— Begin SOURCE TEXT —
Talk about the dog days of summer!

Thursday was just about the doggiest. Heat. Heat. Humidity and more heat. Hot enough to turn the Central Park tennis courts into a place where only the Keebler elves could thrive.

And Marianne Werdel, a Californian who admits her best tennis is played on dog day afternoons.

It was under these prime conditions that the unseeded Werdel picked off the No. 1 seed, Helena Sukova, 7-5, 7-6 (3) in the second round of the OTB Open Tennis Tournament.

Not even a yapping and whining German shepherd puppy that someone had leashed to a shady elm proved too distracting to Werdel in her straight set dismissal of Sukova, the world's 15th-ranked player.

The canine commenced crying during warmups, but it wasn't until Werdel took a 2-1 lead in the first set that she decided to take action. The 24-year-old baseliner strolled up to the umpire's chair.

"Can you send someone to shut that dog up?" Werdel inquired.

A ball boy was sent on the silencing mission, which must have proved difficult, since the dog continued to howl as the women played to 4-all.

However, by the time it was 5-all, all was quiet in the sweltering city park. Werdel held serve to go ahead 6-5, then broke Sukova to win the first set.

Werdel, a hard-hitting baseliner, used her penchant for passing shots to keep the towering Sukova from getting to the net. It's there that the 6-foot-2 Czech is capable of doing damage to opponents. On Thursday, Sukova was robbed of her serve-and-volley tactics.

"My shots were off," Sukova said. "I wasn't putting any pressure on her and I needed to get to the net more."

In the second set, Sukova got the first break to go up 3-1. However, she found no other opportunities to pull away from Werdel, who got back to two breaks to make it 6-all.
— End SOURCE TEXT —
GOAL 1
In the tennis article, by what score did Werdel defeat Sukova?
— Begin RECORDS SHOWN —
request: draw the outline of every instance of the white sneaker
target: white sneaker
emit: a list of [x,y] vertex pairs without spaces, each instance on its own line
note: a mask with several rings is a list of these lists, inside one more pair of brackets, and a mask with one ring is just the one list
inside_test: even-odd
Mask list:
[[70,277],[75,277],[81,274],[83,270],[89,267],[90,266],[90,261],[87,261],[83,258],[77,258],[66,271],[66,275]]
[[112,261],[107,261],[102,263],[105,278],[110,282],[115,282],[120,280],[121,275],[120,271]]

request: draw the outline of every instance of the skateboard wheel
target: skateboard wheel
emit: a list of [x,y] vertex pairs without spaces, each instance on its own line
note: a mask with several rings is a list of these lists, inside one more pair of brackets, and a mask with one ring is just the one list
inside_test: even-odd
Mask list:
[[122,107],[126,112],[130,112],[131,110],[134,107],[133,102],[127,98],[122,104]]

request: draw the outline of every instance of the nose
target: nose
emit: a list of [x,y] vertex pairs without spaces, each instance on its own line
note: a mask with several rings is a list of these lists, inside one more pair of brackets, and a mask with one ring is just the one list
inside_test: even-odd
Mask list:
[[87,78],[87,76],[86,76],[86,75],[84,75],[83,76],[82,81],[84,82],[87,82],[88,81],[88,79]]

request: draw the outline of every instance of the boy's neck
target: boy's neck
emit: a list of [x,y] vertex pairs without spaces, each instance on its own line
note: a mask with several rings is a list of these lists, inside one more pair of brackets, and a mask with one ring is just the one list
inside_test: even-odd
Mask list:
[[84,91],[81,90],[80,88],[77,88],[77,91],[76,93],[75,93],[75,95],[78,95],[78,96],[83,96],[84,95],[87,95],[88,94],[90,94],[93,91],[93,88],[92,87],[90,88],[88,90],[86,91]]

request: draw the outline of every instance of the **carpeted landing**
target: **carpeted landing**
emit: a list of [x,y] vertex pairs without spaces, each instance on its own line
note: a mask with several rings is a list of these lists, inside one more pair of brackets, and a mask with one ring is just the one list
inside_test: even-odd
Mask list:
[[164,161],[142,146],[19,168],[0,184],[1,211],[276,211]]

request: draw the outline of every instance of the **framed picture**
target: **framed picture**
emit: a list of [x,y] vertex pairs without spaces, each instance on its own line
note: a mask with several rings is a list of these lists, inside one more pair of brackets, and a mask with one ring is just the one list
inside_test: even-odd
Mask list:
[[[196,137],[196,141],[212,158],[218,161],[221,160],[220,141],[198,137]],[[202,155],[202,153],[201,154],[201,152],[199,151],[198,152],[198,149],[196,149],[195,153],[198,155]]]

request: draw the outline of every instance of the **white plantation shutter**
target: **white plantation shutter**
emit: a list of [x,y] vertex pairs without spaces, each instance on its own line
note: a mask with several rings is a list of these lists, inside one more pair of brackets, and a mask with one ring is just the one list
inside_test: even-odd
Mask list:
— End RECORDS SHOWN —
GOAL 2
Copy the rows verbatim, starting at the line that contains "request: draw the outline of every instance of the **white" and continuing through the last line of the rows.

CORRECT RESPONSE 1
7-5, 7-6 (3)

CORRECT RESPONSE 2
request: draw the outline of every instance of the **white plantation shutter**
target: **white plantation shutter**
emit: a list of [x,y] vertex pairs without spaces, each instance on its own line
note: a mask with several rings is a list of these lists, inside one more pair of brackets, and a mask with one ring is just the one list
inside_test: even-odd
Mask list:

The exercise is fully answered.